> _Task goal_: Only lines holding the word "dresser" should be copied from the material.

> _Records supplied_:
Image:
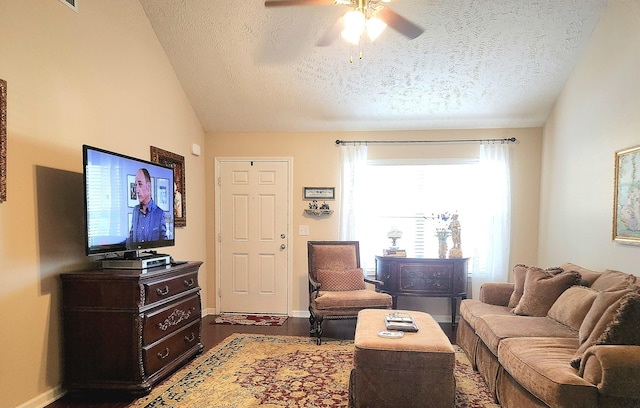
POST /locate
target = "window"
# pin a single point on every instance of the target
(409, 196)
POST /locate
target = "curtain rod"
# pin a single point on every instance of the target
(355, 142)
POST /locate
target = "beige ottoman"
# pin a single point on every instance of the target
(413, 371)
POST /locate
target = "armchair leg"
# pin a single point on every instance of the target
(318, 330)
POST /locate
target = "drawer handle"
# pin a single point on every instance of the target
(164, 355)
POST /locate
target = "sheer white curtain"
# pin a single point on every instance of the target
(354, 164)
(492, 261)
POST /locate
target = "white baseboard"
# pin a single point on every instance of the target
(44, 399)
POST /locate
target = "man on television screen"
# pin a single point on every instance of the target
(148, 219)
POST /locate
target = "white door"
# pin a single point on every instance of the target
(253, 236)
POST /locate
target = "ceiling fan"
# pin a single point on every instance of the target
(366, 15)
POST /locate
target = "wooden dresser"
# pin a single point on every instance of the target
(426, 277)
(127, 329)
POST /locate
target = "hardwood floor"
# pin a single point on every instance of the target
(213, 334)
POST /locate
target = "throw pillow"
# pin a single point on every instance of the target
(587, 276)
(332, 280)
(623, 329)
(519, 275)
(618, 325)
(541, 289)
(572, 306)
(600, 305)
(612, 281)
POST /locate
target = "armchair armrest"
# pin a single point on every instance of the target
(375, 282)
(613, 369)
(314, 286)
(496, 293)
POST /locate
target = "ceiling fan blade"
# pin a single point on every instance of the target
(399, 23)
(275, 3)
(332, 33)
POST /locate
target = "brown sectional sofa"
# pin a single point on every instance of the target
(560, 337)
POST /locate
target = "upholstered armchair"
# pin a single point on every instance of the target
(337, 289)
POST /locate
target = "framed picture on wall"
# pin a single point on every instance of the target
(176, 162)
(319, 193)
(626, 199)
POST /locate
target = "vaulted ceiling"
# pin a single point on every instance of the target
(478, 64)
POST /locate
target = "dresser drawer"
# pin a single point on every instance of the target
(170, 348)
(160, 322)
(163, 289)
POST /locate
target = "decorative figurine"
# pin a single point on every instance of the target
(454, 227)
(394, 235)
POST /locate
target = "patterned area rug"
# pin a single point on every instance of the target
(282, 371)
(251, 320)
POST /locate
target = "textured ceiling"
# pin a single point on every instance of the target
(478, 64)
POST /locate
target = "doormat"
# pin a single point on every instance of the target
(251, 320)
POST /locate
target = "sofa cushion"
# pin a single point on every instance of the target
(349, 279)
(471, 310)
(587, 276)
(492, 329)
(572, 306)
(539, 364)
(606, 305)
(519, 275)
(611, 280)
(541, 289)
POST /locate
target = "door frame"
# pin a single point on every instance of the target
(217, 217)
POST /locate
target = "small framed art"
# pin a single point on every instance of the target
(176, 162)
(626, 199)
(319, 193)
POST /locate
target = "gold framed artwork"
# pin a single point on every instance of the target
(176, 162)
(626, 199)
(3, 140)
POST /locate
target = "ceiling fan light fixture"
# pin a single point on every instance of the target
(375, 27)
(354, 25)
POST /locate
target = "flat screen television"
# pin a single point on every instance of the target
(128, 203)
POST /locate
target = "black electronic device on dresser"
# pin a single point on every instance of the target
(126, 329)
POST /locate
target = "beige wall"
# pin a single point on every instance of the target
(596, 115)
(316, 162)
(98, 77)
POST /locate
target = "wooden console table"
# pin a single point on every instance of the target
(425, 277)
(128, 329)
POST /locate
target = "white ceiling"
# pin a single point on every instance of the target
(478, 64)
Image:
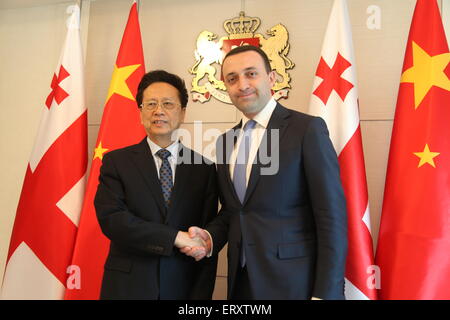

> _Response to this exercise_:
target = "wooden dresser"
target = "dresser drawer"
target = "black electronic device on dresser"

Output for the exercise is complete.